### Material for the task ###

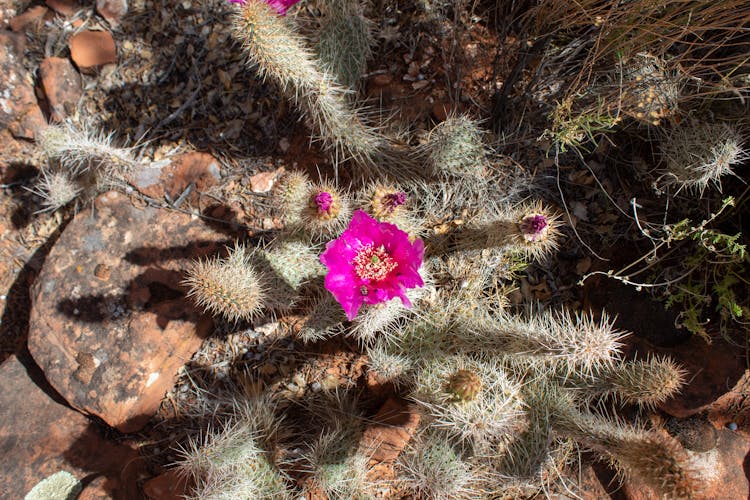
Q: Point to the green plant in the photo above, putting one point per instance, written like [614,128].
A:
[706,273]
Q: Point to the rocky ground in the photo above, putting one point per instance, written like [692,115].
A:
[101,351]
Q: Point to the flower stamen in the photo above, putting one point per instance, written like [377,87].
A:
[373,263]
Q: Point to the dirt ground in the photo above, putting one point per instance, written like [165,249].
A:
[180,84]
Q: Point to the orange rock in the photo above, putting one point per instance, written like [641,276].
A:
[733,407]
[262,182]
[200,169]
[112,10]
[61,85]
[39,436]
[19,111]
[65,7]
[33,15]
[91,50]
[167,486]
[113,348]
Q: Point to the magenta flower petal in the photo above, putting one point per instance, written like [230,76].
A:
[371,262]
[280,6]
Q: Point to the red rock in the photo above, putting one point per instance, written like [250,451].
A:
[34,15]
[7,12]
[168,486]
[734,407]
[90,50]
[61,85]
[441,110]
[65,7]
[711,371]
[19,111]
[112,10]
[722,471]
[201,169]
[263,182]
[39,437]
[113,348]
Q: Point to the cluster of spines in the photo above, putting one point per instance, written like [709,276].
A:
[281,55]
[237,460]
[344,40]
[81,163]
[230,287]
[698,153]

###

◆ What the exercise asks
Exactly as they appear above, write out all the entries, without pictures.

◆ Result
Q: Point to the green plant in the photo above, putting one point per instance, written like [614,128].
A:
[706,273]
Q: Point to the rocky ground in the photo above, putting one point per instance, written like [692,115].
A:
[101,351]
Q: Point to the flower stamen in the photo above, putting one point per instance, written like [377,87].
A:
[373,263]
Q: Point to the dirt ground in the photo above, putting one point per instance, written like [165,249].
A:
[180,84]
Q: Point to the orange rock in the photo above, putting one point per instance, written like [641,276].
A:
[733,407]
[262,182]
[200,169]
[112,10]
[61,85]
[39,436]
[19,111]
[65,7]
[33,15]
[91,50]
[167,486]
[113,348]
Q: Point to the magenta flower petal in the photo above, putting one point per instance, written like [230,76].
A:
[371,262]
[280,6]
Q: Point to the red rock in the photo above, putting one point per instance, written like [250,451].
A:
[34,15]
[7,12]
[168,486]
[734,407]
[90,50]
[61,85]
[441,110]
[65,7]
[711,371]
[19,111]
[112,10]
[722,471]
[201,169]
[263,182]
[39,437]
[113,348]
Q: Point to the cluster of spines in the photo above, putting one point per instance, written like [709,276].
A:
[281,55]
[237,460]
[344,40]
[81,163]
[230,287]
[698,153]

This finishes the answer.